(Object location annotation data)
-=-=-

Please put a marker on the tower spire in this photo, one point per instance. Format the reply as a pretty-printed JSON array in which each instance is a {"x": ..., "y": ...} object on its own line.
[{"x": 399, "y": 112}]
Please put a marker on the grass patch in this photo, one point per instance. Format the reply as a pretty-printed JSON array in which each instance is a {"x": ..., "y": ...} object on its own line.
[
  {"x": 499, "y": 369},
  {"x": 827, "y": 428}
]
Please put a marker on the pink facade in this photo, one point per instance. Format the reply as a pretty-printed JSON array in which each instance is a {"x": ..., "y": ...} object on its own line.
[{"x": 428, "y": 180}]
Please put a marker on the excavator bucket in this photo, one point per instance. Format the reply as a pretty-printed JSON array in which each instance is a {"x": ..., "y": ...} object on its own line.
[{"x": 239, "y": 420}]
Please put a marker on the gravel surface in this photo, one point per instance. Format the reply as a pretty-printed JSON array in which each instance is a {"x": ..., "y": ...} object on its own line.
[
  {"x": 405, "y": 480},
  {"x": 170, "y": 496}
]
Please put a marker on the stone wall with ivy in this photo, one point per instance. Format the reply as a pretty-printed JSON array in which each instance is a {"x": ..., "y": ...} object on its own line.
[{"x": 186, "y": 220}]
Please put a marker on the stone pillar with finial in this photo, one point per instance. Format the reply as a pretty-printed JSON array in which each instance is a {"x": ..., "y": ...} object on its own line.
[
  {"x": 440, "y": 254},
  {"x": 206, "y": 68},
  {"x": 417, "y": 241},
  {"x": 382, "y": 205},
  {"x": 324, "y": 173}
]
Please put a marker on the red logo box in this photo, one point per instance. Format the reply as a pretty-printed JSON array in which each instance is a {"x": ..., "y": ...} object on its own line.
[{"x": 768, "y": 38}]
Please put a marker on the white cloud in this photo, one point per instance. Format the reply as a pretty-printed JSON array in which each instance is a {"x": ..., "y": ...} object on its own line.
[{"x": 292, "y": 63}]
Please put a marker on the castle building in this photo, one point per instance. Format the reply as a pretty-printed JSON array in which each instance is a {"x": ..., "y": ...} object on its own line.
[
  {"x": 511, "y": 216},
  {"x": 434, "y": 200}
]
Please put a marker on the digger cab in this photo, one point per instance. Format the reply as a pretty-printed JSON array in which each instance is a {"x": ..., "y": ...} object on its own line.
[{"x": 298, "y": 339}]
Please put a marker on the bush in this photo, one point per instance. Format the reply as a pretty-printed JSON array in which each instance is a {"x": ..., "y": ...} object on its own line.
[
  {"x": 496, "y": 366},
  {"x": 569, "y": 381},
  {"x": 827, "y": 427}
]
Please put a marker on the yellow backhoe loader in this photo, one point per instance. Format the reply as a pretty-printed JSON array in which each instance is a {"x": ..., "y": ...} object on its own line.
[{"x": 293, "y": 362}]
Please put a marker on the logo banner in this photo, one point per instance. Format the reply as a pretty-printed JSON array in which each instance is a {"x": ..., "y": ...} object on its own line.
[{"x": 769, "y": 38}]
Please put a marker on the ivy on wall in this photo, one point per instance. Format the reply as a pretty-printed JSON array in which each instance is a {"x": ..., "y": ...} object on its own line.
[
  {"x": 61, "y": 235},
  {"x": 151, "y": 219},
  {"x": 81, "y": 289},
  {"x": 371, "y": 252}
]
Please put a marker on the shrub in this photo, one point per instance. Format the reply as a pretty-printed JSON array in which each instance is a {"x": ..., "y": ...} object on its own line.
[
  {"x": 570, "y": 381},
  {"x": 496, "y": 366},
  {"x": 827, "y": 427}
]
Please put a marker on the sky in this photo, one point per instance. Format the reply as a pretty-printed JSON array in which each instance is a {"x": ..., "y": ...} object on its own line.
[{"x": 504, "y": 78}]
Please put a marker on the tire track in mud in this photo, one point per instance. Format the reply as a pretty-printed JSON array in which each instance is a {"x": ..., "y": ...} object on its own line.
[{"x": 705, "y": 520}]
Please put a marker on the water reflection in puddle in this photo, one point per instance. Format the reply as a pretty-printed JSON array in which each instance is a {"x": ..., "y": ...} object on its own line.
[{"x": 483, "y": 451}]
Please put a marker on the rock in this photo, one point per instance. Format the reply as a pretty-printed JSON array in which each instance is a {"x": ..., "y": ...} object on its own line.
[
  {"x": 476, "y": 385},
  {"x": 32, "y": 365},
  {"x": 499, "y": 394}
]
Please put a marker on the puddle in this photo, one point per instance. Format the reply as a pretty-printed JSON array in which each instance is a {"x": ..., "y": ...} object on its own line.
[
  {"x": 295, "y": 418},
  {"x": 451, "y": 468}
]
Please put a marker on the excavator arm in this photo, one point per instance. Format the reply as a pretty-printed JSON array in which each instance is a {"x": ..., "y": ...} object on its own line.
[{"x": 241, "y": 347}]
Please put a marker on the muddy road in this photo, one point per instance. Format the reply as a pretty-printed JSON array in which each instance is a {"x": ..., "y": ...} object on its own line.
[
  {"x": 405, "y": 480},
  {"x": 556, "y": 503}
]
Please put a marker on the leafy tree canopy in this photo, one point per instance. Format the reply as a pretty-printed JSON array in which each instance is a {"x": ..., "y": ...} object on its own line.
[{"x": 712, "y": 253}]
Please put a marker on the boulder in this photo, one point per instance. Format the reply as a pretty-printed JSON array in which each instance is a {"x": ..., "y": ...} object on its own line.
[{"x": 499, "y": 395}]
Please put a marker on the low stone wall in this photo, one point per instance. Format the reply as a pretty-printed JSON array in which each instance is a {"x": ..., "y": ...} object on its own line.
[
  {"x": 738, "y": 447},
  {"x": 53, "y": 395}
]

-=-=-

• **Given request**: Write out again, exactly, the lines from the one holding "Please put a marker on the boulder" through the end of the listing, with both ends included.

• **Output of the task**:
Please put a marker on the boulder in this photo, one point per instance. Format the reply as a pretty-printed JSON array in which each instance is a {"x": ..., "y": ...} object on its own line.
[{"x": 499, "y": 395}]
Please put a marker on the low stone wall in this photo, one point per instance. Format the reply as a pretty-printed JSON array in which each instance is a {"x": ..., "y": ...} object on its own line.
[
  {"x": 738, "y": 447},
  {"x": 53, "y": 395}
]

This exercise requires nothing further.